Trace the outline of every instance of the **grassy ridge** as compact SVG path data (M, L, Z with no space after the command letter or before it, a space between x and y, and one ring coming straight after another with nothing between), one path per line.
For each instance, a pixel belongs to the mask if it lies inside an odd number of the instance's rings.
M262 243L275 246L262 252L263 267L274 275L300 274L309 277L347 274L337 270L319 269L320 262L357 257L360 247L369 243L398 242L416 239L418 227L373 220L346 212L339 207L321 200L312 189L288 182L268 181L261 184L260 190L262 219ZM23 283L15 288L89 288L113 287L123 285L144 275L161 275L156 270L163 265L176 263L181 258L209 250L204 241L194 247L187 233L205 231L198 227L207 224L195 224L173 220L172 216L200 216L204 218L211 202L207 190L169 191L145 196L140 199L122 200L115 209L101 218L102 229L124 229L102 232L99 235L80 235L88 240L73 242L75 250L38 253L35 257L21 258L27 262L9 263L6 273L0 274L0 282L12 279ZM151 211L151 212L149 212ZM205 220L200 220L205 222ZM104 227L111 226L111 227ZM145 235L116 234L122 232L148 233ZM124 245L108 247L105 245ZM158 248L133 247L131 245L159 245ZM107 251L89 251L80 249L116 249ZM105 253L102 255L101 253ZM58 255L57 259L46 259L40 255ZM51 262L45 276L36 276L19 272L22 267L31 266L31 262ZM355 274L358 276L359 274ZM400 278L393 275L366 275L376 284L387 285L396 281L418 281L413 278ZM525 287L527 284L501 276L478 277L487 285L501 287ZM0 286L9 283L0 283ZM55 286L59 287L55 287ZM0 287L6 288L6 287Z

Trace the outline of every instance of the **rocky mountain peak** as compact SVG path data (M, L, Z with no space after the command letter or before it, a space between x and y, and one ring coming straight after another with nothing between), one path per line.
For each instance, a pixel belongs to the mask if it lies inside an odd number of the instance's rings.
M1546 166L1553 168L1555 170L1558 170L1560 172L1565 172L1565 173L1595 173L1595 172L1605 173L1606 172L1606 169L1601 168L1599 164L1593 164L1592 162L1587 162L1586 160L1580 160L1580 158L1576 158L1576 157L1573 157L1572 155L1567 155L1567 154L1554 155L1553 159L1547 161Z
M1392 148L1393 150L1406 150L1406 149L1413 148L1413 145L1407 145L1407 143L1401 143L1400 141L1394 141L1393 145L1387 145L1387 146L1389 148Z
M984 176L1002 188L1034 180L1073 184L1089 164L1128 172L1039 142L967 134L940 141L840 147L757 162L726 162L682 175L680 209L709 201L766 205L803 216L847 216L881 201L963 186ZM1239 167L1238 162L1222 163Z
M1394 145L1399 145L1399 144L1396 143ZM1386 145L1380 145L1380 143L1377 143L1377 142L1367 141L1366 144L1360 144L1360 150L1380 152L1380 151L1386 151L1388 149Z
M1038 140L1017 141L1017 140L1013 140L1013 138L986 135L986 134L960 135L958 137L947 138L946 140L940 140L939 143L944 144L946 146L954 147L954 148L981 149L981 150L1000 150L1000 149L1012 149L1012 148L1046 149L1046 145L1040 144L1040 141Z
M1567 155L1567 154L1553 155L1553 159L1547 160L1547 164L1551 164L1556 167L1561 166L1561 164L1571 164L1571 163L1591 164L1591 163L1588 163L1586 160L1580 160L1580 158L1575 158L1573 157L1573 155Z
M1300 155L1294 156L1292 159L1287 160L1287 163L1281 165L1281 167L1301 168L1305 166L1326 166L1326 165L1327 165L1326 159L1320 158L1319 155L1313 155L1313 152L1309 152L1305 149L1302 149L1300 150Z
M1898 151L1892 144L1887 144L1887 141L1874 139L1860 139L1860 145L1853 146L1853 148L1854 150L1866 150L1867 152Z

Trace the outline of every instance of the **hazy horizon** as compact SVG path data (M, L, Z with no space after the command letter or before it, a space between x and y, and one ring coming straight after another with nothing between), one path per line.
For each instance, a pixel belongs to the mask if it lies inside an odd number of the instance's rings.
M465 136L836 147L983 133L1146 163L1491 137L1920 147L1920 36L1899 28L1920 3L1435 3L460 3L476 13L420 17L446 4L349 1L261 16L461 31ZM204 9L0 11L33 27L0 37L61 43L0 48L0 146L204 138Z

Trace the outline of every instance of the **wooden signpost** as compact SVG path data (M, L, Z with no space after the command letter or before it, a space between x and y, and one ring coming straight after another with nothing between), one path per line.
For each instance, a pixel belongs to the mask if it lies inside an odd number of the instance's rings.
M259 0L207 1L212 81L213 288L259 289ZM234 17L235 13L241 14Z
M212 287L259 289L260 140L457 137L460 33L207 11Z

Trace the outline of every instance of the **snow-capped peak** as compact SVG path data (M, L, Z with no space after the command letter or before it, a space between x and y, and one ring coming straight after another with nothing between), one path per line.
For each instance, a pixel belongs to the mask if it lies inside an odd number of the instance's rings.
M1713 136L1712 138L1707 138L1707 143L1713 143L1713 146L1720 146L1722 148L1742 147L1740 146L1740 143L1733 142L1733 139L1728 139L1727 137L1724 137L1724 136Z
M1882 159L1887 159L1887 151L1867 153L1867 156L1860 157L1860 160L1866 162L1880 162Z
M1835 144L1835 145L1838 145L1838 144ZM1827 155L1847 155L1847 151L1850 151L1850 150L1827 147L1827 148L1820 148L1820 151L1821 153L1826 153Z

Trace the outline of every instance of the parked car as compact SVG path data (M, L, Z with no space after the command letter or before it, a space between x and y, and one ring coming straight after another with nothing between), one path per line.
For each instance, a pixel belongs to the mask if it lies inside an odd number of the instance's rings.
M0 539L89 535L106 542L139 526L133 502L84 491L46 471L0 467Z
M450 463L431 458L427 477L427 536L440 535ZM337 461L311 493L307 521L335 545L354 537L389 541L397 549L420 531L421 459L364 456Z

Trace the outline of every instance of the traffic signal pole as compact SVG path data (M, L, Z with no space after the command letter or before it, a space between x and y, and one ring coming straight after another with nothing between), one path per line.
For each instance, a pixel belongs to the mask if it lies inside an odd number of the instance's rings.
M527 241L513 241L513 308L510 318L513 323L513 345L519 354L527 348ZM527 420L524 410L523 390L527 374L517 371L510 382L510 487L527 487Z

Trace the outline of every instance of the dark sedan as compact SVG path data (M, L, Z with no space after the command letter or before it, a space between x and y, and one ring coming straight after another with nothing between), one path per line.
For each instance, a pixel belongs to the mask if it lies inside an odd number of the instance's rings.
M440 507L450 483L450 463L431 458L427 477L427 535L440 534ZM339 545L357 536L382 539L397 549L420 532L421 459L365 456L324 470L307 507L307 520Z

• • •

» YOUR GOAL:
For each line in the material above that contains the string "command", make a copy.

» WRITTEN RESPONSE:
Trace the outline of every instance of the **grassy ridge** as compact SVG path data (M, L, Z with no space after the command letter or before it, a space between x and y, and one ring coming straight after another with nothing between), one path per line.
Trace the outline of every instance of the **rocky mountain peak** as compact SVG path data (M, L, Z with no space after the command letter or before it, a space between x and y, and one ring coming straight after another with nothing between), one path per line.
Trace the outline of every instance of the **hazy horizon** as compact SVG path data (M, L, Z with no space after the command letter or before it, a space between x and y, and one ring coming straight after another with nothing between), one path per line.
Trace the outline of every instance of the **wooden signpost** as compact SVG path data (M, L, Z with no space after the command letter or before it, a space between x and y, and one ring coming straight after another with nothing between), one path per line.
Trace the outline of every instance of the **snow-capped peak** as compact SVG path data (M, L, Z with no space after the command letter or before it, a space between x and y, and one ring coming straight after another with nothing between), one path per line.
Trace the outline of every instance of the parked car as compact SVG path data (M, L, Z with no space after the command letter or before it, a space between x and y, and one ring coming straight after another with nothing between), one path per line.
Trace the outline of every instance of the traffic signal pole as compact SVG path data (M, L, Z with no space after the command letter or before it, a space between x and y, and one ring coming straight after another with nothing between), one path per line.
Trace the outline of every instance of the dark sedan as compact SVG path data (M, L, Z with no space after the command letter or before it, a space between x and y, and one ring coming straight after another with nothing between), one path per line.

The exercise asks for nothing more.